== Dataset content ==
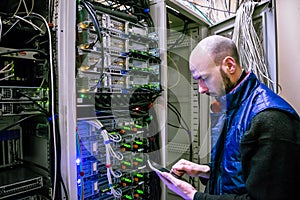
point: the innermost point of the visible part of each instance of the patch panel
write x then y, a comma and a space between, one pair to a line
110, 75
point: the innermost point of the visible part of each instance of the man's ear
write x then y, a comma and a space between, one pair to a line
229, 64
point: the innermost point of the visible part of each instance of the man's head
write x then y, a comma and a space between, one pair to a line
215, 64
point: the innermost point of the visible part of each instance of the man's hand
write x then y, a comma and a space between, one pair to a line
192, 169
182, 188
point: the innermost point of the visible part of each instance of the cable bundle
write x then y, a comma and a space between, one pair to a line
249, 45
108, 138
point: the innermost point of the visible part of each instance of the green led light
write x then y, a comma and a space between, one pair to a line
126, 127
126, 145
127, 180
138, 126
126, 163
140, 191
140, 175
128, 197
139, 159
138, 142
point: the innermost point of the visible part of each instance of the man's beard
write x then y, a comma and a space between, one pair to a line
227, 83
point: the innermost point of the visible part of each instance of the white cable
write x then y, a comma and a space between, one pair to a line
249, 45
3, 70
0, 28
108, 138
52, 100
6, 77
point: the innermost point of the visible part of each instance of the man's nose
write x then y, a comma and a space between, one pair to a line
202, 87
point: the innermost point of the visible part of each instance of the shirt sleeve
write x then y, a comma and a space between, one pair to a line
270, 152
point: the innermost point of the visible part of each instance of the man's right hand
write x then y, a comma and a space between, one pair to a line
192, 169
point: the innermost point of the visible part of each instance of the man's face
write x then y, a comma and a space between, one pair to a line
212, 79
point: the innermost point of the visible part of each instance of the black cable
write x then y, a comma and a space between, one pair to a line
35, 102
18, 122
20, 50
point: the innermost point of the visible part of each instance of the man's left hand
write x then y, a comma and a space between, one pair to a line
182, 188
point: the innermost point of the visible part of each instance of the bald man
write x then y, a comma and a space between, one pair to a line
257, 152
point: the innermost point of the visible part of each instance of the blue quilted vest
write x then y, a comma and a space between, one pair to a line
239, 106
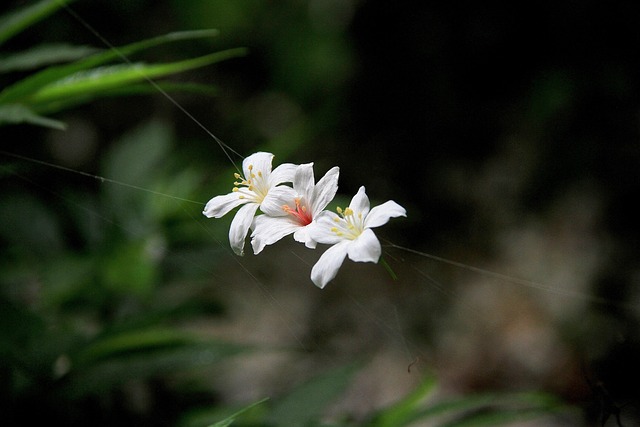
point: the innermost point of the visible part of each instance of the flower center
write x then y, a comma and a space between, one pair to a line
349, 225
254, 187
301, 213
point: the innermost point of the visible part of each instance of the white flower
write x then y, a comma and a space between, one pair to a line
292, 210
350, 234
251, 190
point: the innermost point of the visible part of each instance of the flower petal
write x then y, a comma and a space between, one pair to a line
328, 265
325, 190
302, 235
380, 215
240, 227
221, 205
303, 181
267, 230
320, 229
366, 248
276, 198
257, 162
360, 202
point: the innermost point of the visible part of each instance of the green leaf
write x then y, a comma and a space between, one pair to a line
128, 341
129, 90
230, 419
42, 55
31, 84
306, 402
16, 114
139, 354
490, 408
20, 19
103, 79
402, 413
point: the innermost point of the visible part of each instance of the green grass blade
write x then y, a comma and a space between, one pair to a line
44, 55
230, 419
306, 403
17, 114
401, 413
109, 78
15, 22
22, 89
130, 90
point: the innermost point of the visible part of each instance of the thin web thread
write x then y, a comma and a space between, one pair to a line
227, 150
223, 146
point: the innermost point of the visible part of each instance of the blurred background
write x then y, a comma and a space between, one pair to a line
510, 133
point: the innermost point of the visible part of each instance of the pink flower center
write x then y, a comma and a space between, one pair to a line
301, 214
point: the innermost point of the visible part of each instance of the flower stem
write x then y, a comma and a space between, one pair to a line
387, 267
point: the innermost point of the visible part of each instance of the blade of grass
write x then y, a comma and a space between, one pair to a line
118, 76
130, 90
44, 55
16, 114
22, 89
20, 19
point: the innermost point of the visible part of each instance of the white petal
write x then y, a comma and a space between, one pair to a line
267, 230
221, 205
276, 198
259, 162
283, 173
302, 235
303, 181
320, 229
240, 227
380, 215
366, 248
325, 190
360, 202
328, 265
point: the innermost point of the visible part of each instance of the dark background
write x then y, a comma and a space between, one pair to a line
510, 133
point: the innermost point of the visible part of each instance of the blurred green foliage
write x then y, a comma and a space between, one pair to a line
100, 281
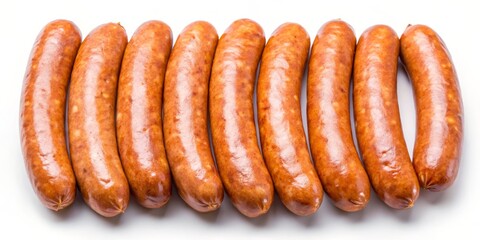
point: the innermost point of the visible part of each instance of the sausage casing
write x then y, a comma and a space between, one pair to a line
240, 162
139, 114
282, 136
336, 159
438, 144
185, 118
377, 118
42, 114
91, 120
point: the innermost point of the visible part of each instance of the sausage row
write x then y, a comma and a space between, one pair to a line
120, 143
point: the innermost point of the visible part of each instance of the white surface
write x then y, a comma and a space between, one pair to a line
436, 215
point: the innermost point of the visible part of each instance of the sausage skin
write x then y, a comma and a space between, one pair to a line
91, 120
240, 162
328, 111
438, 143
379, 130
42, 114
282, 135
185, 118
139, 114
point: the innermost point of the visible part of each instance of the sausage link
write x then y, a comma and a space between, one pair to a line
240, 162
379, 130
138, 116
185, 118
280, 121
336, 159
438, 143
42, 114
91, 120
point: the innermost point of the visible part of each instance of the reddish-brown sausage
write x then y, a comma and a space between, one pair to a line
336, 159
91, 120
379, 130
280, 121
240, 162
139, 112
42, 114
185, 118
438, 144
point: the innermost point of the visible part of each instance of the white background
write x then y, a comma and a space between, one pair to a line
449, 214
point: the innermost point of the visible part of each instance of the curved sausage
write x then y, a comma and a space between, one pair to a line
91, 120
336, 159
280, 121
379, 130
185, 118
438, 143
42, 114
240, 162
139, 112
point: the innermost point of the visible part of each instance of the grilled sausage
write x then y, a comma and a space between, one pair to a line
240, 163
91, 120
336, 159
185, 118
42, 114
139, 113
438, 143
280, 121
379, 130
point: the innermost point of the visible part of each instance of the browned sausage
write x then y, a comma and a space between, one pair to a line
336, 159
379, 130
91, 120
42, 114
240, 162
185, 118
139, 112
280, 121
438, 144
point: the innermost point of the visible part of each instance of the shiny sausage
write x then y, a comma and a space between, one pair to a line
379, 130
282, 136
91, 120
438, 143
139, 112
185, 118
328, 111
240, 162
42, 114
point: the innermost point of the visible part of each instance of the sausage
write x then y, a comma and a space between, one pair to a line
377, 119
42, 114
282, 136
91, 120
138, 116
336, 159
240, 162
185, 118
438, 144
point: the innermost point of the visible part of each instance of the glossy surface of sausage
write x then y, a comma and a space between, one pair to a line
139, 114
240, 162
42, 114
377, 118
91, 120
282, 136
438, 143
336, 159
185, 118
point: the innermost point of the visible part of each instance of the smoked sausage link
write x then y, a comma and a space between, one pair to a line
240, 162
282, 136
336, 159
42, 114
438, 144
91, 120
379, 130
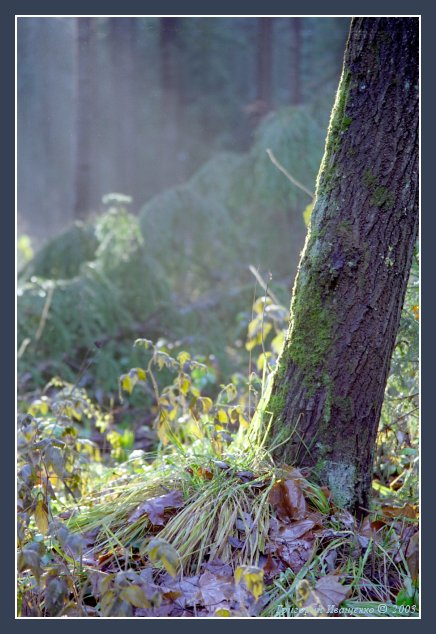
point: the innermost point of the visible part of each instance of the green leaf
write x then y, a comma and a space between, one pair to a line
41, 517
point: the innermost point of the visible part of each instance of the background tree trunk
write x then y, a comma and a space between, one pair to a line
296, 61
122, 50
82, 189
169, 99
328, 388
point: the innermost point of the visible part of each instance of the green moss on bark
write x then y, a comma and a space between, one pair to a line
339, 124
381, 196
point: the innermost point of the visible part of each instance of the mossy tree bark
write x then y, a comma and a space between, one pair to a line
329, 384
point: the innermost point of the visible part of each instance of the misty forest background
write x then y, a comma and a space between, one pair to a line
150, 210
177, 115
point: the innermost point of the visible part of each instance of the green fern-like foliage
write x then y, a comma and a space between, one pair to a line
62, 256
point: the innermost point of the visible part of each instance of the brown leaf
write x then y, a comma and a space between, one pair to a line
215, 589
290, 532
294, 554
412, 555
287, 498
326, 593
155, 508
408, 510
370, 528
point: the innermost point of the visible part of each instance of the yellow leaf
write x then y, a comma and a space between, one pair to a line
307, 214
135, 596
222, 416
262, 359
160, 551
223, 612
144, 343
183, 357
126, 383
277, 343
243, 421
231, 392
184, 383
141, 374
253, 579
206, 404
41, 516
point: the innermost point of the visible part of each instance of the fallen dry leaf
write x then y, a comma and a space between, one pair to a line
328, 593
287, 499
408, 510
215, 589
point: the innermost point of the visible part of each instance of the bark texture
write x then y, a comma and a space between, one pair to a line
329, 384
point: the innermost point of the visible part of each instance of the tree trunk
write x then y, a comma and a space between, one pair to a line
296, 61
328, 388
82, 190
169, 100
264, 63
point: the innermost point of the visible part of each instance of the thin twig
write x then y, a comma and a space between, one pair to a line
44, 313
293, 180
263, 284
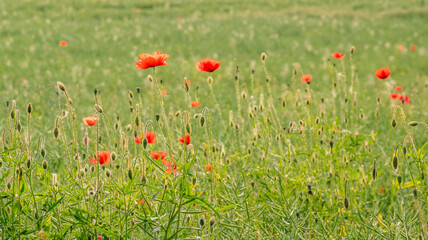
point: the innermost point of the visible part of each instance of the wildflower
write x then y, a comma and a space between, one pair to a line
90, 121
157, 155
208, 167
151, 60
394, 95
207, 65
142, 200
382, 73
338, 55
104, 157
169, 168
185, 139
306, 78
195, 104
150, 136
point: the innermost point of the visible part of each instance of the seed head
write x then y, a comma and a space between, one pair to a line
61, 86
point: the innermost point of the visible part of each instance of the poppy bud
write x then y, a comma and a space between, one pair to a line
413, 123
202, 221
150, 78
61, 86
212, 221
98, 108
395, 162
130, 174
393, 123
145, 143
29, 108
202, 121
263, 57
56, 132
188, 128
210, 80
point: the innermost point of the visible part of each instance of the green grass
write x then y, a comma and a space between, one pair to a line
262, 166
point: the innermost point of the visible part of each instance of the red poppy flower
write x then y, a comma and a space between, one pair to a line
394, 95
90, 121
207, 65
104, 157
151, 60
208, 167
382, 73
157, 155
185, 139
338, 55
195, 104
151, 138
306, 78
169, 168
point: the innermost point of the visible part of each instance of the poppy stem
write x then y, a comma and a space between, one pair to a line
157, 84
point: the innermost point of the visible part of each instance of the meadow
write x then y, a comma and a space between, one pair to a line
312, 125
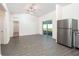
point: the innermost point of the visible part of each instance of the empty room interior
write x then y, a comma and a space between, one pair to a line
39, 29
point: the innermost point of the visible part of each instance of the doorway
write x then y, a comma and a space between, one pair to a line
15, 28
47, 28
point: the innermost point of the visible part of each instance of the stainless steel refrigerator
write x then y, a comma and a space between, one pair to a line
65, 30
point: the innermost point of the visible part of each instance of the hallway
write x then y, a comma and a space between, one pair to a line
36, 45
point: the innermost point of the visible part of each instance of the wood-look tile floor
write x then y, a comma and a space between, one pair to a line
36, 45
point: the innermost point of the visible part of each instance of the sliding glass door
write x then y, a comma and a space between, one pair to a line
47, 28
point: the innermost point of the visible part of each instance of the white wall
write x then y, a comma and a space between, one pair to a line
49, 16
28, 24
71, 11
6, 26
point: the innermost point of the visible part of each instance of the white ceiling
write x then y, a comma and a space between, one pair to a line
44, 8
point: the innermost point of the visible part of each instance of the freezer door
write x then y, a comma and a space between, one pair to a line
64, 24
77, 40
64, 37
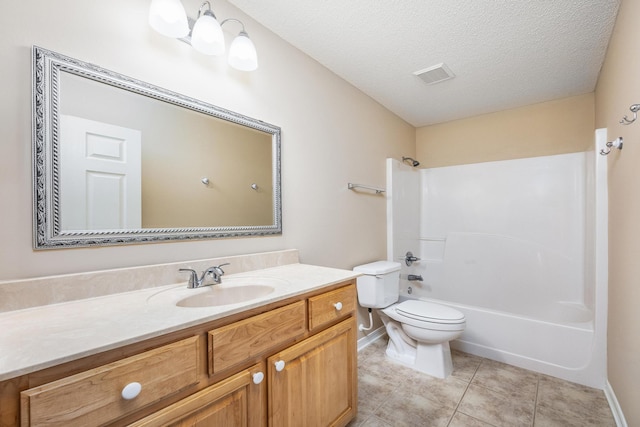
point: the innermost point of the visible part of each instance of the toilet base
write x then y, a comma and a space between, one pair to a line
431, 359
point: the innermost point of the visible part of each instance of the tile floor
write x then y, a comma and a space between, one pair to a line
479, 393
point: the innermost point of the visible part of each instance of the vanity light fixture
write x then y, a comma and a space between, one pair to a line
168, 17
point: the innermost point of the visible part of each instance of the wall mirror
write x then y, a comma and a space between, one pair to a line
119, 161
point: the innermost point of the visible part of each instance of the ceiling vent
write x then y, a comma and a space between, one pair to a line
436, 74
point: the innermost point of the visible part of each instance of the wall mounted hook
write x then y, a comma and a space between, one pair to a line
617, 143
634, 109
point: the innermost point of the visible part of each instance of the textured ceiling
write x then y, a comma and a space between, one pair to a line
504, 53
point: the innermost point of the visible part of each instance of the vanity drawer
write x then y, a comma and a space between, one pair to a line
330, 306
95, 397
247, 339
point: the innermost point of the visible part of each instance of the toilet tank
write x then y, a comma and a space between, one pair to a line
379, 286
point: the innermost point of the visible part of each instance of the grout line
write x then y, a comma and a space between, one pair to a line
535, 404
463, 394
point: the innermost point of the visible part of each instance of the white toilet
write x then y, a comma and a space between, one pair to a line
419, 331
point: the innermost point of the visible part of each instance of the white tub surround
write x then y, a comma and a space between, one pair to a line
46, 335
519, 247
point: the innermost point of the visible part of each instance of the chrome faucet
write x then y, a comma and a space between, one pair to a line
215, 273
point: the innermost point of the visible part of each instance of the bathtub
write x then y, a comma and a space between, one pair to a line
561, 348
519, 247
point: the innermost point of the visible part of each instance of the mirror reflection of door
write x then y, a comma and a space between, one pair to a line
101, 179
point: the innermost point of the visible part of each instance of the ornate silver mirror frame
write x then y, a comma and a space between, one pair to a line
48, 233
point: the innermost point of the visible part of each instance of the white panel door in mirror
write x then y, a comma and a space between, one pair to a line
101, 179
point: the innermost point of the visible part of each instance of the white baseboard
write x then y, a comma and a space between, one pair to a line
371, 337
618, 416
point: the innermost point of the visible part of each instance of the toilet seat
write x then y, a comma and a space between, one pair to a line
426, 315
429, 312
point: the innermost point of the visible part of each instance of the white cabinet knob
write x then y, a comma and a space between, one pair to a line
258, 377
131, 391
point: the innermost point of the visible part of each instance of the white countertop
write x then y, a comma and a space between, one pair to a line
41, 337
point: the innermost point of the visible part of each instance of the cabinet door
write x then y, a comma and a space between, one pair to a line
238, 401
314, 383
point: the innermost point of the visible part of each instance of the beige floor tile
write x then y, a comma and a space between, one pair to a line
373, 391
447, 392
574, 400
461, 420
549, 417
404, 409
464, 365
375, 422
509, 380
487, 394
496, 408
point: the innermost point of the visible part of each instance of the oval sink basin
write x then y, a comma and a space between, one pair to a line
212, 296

== Exercise objective ==
The output is the stretch above from the line with "the shiny sausage" through the line with "background tree trunk", copied word for word with both ends kept and every picture dropped.

== Task answer ==
point: the innermost point of the visible part of each instance of the shiny sausage
write x then y, a comma and a space between, one pair to a line
379, 130
282, 136
91, 120
438, 143
139, 112
185, 118
328, 111
240, 162
42, 114
point: the innermost point of the visible part of each instance of the sausage
write x then y, a comma and a space between, one pair to a line
377, 119
42, 114
282, 136
91, 120
138, 116
336, 159
240, 162
185, 118
438, 144
point: the innermost point of the visible part of each instance of the glossy surface of sausage
write x then y, a comma and a space between, one pair to a line
139, 114
240, 162
42, 114
377, 118
91, 120
282, 136
438, 143
336, 159
185, 118
point: the innermost point of the visible part of each instance of the smoked sausage link
write x then y, a comma and a space between, one pair to a line
240, 162
282, 136
336, 159
42, 114
438, 144
91, 120
379, 130
point: the innermost point of the visible part of each instance of the green leaf
write x then y, a comma and a space between, one pair to a line
41, 517
point: the innermost point of the visible part of each instance of the background tree trunk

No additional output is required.